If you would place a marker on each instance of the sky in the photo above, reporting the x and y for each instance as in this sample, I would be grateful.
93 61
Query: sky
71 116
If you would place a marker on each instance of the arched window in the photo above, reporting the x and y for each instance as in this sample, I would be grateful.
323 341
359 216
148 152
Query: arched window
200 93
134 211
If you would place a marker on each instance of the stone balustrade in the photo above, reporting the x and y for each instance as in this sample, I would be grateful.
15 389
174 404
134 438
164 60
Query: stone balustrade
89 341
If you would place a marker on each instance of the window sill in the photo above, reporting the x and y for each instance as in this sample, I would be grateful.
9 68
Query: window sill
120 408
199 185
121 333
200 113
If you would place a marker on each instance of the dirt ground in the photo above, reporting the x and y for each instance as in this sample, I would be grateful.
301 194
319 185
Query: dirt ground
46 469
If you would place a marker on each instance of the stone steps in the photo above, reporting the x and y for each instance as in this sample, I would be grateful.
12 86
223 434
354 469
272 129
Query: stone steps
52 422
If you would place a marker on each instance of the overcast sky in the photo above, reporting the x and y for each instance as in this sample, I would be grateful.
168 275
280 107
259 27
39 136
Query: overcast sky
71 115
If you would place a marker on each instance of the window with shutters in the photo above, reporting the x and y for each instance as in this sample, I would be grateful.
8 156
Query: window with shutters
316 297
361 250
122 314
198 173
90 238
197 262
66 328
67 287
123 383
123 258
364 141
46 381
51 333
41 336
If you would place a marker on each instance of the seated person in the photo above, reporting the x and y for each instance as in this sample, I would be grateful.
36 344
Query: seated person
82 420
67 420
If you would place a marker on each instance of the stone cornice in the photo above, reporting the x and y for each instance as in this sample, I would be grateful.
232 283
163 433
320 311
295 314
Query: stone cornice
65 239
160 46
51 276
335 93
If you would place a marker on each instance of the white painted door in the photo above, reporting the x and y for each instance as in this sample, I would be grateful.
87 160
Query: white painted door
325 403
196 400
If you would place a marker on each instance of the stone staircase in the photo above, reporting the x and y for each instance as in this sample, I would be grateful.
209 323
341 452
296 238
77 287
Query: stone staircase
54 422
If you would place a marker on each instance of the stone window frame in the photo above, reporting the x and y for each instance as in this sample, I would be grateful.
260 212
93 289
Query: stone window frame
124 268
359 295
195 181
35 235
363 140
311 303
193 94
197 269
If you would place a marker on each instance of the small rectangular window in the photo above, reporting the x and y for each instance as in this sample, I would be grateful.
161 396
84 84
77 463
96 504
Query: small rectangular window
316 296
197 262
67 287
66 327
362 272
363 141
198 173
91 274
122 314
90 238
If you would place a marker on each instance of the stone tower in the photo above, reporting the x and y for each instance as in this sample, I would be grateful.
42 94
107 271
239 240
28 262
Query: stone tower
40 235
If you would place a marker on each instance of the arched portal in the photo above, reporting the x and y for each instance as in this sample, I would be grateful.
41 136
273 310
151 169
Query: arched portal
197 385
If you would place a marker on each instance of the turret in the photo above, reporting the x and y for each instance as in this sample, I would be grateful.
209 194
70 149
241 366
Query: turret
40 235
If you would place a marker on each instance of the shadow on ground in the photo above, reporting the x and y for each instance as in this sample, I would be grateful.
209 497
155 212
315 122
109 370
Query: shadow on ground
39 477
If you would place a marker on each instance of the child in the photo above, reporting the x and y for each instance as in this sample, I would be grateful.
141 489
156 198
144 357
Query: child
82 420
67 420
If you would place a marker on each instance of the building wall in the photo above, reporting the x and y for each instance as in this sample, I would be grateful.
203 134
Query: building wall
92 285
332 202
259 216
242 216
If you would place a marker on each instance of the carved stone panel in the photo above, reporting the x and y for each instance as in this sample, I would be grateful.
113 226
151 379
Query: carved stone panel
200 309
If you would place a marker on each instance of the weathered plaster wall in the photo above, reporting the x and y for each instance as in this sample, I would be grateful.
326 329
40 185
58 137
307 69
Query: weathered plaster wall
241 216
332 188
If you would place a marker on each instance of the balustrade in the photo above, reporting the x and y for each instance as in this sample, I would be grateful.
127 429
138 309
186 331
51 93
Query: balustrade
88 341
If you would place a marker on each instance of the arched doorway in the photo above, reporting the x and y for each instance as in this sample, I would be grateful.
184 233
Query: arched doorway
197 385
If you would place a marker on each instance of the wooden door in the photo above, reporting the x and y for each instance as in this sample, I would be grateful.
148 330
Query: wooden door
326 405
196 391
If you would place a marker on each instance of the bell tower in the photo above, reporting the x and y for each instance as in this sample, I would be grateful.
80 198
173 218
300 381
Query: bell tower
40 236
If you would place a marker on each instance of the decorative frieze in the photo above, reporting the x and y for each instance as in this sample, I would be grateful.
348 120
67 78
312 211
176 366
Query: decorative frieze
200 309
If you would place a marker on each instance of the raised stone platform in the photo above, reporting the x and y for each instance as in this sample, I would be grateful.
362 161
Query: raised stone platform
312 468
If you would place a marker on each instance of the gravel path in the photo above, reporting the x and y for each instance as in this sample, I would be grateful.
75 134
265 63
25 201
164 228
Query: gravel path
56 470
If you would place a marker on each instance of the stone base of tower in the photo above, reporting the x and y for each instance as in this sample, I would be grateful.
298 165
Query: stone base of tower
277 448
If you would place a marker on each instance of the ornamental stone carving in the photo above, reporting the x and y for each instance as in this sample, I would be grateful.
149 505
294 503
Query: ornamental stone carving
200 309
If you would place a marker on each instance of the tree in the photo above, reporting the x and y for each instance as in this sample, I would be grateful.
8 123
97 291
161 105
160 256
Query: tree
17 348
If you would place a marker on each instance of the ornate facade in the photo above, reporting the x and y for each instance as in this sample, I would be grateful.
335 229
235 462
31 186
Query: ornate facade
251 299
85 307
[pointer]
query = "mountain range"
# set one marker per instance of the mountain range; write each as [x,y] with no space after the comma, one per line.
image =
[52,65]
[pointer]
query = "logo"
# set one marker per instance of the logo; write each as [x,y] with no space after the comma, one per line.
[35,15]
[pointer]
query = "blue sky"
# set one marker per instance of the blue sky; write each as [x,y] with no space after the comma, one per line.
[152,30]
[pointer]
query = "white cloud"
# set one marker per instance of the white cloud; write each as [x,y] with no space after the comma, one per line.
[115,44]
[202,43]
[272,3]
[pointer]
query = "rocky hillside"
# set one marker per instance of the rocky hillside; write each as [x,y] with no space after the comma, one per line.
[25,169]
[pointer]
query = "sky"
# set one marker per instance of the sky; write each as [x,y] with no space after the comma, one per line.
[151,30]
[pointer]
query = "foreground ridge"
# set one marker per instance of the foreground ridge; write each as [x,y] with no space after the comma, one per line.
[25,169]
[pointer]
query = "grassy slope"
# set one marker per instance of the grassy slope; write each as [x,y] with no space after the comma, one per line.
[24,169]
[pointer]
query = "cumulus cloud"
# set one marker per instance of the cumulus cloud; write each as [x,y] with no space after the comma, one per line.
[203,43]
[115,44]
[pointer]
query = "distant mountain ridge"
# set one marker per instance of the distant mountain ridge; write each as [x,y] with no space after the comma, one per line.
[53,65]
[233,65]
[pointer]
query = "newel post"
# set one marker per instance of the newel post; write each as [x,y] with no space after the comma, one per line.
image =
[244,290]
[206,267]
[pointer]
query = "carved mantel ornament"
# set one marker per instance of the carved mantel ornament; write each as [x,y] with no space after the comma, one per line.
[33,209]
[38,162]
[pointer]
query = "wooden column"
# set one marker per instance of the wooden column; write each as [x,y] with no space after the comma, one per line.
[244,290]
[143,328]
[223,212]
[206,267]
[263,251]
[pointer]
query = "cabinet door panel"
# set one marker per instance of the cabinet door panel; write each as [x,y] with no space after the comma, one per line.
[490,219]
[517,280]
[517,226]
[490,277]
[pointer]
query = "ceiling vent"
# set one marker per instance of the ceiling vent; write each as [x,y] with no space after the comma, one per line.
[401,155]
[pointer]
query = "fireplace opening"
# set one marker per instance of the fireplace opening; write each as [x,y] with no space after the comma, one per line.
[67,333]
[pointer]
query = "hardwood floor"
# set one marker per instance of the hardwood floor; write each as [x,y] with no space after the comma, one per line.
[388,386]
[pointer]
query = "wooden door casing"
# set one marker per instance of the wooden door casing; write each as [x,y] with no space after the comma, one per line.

****

Goal of the exercise:
The lines in the entries above that carry the word "casing" must be copied.

Answer to this task:
query = "wooden door casing"
# set one marker per instance of the wooden door casing; write each as [x,y] with no space after the comma, one per line.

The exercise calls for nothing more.